## Begin STORED ROWS

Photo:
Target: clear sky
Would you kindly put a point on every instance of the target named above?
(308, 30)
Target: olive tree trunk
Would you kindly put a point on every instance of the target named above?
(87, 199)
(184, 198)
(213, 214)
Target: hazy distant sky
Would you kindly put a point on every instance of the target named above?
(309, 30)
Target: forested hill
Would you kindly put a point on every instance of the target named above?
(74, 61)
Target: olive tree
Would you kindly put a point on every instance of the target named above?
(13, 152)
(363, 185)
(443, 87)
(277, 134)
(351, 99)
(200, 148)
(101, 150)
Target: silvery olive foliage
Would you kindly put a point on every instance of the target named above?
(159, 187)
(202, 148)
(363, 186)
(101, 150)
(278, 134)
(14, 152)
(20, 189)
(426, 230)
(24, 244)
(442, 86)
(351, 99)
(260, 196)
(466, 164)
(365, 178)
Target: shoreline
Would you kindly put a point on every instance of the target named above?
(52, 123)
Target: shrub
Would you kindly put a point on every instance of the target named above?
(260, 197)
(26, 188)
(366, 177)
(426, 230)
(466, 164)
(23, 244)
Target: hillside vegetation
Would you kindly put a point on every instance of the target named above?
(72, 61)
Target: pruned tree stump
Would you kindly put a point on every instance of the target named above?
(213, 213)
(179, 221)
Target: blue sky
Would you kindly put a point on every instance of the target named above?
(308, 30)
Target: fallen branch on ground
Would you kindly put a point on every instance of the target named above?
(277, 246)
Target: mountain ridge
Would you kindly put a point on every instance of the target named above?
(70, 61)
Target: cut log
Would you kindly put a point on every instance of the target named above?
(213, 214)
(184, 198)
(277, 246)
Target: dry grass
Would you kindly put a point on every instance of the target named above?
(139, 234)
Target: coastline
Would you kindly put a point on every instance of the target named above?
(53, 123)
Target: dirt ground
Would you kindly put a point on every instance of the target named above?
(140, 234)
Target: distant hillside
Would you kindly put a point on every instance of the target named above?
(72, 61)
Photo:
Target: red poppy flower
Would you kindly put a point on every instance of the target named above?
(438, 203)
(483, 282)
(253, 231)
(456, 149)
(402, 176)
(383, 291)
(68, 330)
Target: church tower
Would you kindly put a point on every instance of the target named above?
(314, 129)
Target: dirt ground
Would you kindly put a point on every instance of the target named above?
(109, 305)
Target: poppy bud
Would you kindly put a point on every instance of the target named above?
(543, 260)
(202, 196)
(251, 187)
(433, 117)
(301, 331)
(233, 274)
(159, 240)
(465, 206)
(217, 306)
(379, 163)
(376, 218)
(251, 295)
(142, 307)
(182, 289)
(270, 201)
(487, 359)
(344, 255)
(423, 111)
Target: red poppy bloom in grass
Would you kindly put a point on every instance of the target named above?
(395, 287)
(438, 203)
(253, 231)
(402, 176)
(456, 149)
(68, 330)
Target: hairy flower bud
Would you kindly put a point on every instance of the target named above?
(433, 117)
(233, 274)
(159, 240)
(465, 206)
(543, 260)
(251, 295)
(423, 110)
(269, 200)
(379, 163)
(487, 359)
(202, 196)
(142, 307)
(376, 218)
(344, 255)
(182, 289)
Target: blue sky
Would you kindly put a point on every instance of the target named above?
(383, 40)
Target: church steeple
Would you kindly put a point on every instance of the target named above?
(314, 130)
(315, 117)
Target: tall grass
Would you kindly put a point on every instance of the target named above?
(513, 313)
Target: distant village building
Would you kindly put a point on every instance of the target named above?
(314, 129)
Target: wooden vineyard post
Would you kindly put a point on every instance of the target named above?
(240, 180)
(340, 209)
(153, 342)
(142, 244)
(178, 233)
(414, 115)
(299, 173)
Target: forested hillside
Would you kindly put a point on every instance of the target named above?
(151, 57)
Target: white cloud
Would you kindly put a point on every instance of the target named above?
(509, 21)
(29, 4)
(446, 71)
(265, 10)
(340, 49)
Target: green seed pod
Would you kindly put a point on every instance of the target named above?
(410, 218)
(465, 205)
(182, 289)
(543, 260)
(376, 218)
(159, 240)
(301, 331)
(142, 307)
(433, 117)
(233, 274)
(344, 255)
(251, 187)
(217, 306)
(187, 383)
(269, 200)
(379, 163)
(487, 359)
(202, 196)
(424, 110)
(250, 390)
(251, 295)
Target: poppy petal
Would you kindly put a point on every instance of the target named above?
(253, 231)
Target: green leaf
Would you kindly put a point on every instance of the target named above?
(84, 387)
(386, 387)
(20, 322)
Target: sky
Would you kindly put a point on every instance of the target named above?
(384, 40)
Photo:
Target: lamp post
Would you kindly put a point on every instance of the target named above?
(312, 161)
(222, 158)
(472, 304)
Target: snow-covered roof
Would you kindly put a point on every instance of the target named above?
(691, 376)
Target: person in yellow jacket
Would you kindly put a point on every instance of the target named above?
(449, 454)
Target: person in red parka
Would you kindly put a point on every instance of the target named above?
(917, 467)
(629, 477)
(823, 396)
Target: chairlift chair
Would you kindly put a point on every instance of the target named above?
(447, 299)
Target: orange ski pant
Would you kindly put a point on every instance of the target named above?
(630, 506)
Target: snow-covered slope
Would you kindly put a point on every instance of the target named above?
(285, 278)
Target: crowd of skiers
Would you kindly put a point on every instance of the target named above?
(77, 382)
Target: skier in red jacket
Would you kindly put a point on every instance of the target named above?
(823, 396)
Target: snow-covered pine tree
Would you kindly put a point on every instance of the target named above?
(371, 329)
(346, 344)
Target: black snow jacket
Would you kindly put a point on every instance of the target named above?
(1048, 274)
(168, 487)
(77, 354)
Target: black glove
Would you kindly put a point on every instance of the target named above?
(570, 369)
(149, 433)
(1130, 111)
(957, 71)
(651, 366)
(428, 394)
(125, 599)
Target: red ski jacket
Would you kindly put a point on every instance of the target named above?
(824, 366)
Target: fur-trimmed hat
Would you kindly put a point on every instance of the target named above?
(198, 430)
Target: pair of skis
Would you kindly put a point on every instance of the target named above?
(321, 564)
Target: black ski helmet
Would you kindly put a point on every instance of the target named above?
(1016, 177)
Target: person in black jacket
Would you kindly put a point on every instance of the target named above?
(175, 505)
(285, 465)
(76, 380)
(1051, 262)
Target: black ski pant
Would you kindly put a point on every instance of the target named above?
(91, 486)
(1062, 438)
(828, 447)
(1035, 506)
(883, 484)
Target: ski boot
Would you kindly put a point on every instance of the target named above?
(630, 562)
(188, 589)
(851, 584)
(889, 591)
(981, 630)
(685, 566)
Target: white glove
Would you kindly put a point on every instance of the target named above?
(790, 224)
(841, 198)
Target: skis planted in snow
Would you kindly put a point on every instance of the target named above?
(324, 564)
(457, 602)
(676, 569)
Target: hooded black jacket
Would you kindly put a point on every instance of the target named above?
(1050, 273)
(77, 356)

## End STORED ROWS

### [EXERCISE DETAILS]
Express the stretch from the line containing "Target: ski boot" through the end of the rows as a JSON list of strings, one string per line, with blank lines left out.

### [EXPECTED ANSWER]
[
  "Target: ski boot",
  "Would you kindly put a point on every instance of the target named above?",
  "(630, 562)",
  "(188, 589)",
  "(851, 584)",
  "(889, 591)",
  "(981, 630)",
  "(685, 566)",
  "Target: white glove",
  "Would you kindly put a point on every instance of the target named above?",
  "(790, 224)",
  "(841, 198)",
  "Target: skis planted in snow",
  "Would you kindly put a point on every instance of the target named above?",
  "(324, 564)",
  "(457, 602)",
  "(676, 569)",
  "Target: hooded black jacket",
  "Would you kindly put a point on every instance of the target named above?",
  "(1050, 273)",
  "(77, 356)"
]